» **Exercise tasks**
A. In the layered pouches thread, what size of steel balls did Flatband shoot from Rayshot's magnetic pouches?
B. Name every user who posts in the layered pouches thread, listing each one once.

» **Supplied text**
• • • • •

# Ray Shot " Layered Pouches"



## Flatband (Dec 18, 2009)

A few months ago, Rayshot and myself exchanged some rubber and pouches. I had a ton of fun shooting 1/8" steel balls out of his magnetic pouches. He also sent along some Pigskin and Cowhide combo's. I am seriously into Pigskin. I think it's the best leather out there for pouches. Sometimes you get leather that gauges too thin. Well, Ray found a way around that problem. He found an adhesive that is wonderful on leather. So he clamps a few together-sometimes placing magnet in the center ( or however he does it) and sometimes just the leather. I had a few pouches that didn't have the magnets so I just used them for regular pouches and they turned out great. Excellent pouches,good temper too, and the blessed Pigskin to boot! Fine job Ray and thanks! Flatband


----------



## Flatband (Dec 18, 2009)

I just realized I should have placed this where it belongs-"product reviews"- I mean it's right there in front of me-DUH







Maybe one of our moderators could swing this over there. Sorry for the mix-up. Flatband


----------



## smitty (Dec 17, 2009)

I have been shooting some of Rays' pouches lately as well and they are great. The little magnet is very good at holding the ammo in the pouch even when not gripped and its' small size pops the ball right in the middle where it should be. They are excellent pouches.


----------



## Rayshot (Feb 1, 2010)

Flatband said:


> A few months ago, Rayshot and myself exchanged some rubber and pouches. I had a ton of fun shooting 1/8" steel balls out of his magnetic pouches. He also sent along some Pigskin and Cowhide combo's. I am seriously into Pigskin. I think it's the best leather out there for pouches. Sometimes you get leather that gauges too thin. Well, Ray found a way around that problem. He found an adhesive that is wonderful on leather. So he clamps a few together-sometimes placing magnet in the center ( or however he does it) and sometimes just the leather. I had a few pouches that didn't have the magnets so I just used them for regular pouches and they turned out great. Excellent pouches,good temper too, and the blessed Pigskin to boot! Fine job Ray and thanks! Flatband


I forgot I sent you some of the pigskin bonded to the thicker leather, the second and third from the bottom. I thought it would be too thick. But I must say it seemed like it has a certain suppleness that when broken in would be nice.

Glad you had a chance to fit a test run in with some of the samples in among your thousands of pouches.


----------



## dgui (Jan 12, 2010)

The Bonded PigSkin w or wo the magnet is great leather to shoot with very durable and light weight.


----------

• • • • •

» **Supplied records**
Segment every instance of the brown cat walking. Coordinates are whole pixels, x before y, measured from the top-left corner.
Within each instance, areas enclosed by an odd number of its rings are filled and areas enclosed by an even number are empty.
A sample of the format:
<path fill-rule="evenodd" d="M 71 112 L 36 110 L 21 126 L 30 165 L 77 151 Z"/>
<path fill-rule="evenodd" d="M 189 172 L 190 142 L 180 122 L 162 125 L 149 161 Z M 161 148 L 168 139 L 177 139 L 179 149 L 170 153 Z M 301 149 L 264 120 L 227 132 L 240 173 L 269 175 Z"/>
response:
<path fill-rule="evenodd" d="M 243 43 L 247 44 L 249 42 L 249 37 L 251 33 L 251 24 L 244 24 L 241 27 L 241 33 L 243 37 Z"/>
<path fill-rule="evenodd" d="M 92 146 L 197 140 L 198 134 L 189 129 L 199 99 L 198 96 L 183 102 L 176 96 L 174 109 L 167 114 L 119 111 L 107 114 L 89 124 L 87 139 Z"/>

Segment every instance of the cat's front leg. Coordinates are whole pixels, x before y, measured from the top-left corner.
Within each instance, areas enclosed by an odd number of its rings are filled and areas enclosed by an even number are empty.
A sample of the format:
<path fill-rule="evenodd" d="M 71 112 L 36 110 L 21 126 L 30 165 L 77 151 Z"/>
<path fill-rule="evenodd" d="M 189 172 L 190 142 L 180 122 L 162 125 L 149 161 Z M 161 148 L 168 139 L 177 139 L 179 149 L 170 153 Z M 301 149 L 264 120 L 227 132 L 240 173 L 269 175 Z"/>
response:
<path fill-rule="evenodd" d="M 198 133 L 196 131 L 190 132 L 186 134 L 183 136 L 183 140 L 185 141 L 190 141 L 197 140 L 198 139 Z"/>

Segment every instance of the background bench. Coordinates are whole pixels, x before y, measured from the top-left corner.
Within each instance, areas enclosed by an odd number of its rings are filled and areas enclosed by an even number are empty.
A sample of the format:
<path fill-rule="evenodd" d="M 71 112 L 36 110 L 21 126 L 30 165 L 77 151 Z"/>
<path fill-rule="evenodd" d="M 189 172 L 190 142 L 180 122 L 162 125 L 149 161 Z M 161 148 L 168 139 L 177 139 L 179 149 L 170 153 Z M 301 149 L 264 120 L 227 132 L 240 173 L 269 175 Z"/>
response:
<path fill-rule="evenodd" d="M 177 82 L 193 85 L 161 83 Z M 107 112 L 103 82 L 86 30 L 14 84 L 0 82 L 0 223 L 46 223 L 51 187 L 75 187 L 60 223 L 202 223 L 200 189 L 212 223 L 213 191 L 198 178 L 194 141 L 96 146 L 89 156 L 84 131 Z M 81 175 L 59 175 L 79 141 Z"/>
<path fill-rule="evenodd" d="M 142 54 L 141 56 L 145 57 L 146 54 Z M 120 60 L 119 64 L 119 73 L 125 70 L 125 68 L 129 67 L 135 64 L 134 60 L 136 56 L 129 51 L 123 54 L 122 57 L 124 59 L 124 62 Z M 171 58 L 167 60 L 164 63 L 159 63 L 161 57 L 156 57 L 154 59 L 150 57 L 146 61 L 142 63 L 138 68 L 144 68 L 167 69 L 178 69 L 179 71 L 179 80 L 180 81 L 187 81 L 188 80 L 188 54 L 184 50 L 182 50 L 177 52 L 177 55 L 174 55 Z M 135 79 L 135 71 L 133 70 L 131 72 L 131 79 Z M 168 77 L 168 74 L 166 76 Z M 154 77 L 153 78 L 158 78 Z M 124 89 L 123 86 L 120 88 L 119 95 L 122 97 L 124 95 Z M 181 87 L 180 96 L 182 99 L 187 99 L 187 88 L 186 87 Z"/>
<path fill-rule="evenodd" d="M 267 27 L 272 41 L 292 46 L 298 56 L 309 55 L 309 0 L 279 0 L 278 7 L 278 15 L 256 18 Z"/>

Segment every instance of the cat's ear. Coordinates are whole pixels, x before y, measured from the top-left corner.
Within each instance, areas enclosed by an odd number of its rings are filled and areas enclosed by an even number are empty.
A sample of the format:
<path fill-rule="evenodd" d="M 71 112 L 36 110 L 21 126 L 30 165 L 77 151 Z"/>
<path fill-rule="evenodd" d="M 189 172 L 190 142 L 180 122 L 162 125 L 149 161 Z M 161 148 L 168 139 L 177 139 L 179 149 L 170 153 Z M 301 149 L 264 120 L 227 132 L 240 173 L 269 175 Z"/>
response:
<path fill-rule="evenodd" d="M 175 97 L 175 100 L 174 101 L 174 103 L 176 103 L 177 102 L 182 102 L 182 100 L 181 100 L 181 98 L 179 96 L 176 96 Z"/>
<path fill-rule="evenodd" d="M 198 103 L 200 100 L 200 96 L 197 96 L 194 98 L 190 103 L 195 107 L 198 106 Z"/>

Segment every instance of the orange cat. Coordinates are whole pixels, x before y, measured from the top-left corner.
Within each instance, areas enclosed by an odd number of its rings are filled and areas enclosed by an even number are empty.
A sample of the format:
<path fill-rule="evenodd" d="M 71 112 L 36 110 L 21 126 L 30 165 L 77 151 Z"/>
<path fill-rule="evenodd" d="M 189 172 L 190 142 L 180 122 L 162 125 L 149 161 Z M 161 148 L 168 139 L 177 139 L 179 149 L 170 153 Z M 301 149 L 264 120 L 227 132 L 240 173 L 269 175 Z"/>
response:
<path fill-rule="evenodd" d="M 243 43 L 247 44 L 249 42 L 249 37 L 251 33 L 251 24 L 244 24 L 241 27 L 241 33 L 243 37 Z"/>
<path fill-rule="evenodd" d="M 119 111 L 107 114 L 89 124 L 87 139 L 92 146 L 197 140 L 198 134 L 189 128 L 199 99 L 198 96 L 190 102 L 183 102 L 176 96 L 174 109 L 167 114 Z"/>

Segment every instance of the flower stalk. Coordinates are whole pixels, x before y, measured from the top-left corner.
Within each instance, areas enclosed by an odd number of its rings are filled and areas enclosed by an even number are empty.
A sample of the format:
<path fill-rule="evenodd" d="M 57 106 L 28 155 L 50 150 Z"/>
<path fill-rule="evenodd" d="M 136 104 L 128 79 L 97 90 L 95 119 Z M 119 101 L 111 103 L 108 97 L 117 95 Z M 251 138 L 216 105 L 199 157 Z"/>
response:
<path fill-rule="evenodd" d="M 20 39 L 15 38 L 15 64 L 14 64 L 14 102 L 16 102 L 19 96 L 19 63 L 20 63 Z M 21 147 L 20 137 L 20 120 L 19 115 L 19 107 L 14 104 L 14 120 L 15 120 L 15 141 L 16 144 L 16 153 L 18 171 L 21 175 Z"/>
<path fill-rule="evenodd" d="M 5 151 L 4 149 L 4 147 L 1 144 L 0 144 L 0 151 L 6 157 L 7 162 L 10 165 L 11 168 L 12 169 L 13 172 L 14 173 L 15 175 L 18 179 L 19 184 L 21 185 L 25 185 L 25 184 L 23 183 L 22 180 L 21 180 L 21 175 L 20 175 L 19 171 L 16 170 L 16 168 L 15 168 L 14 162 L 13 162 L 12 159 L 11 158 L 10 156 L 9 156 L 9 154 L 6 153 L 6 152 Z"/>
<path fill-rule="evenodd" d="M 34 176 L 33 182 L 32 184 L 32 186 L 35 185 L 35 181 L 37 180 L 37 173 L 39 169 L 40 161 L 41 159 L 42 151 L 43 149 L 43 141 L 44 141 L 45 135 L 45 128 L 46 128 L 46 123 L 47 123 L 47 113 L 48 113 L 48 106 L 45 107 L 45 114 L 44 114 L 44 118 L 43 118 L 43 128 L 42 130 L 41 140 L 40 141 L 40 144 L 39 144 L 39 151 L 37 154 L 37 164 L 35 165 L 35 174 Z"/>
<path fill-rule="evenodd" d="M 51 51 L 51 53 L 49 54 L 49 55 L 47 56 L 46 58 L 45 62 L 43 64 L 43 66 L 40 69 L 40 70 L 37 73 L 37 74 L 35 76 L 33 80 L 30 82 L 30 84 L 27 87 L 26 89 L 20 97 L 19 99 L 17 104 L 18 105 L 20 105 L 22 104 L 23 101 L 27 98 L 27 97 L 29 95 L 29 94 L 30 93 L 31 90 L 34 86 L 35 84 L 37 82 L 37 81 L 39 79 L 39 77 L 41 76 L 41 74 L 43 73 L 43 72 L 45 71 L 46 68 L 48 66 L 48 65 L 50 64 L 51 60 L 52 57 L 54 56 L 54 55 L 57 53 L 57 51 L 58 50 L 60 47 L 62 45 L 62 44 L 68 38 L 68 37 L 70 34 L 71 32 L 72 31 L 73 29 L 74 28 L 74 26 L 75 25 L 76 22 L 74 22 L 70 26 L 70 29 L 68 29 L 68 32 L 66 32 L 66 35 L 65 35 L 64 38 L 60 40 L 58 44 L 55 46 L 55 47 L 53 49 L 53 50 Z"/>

• • • • •

» **The answers**
A. 1/8" steel balls.

B. Flatband, smitty, Rayshot, dgui